- Set task -
Please present every line of the records below as a numbered list, leaving out any blank lines.

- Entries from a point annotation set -
■ ■ ■ ■ ■ ■ ■
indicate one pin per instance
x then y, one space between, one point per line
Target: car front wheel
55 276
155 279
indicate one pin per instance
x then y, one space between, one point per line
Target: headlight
■ ■ ■ ■ ■ ■ ■
- Exercise output -
1. indicate one pin per instance
2. x then y, one space between, one point per line
3. Target: car front wheel
4. 55 276
5. 155 279
6. indicate one pin per instance
7. x then y, one space between, one point per line
8. Target: headlight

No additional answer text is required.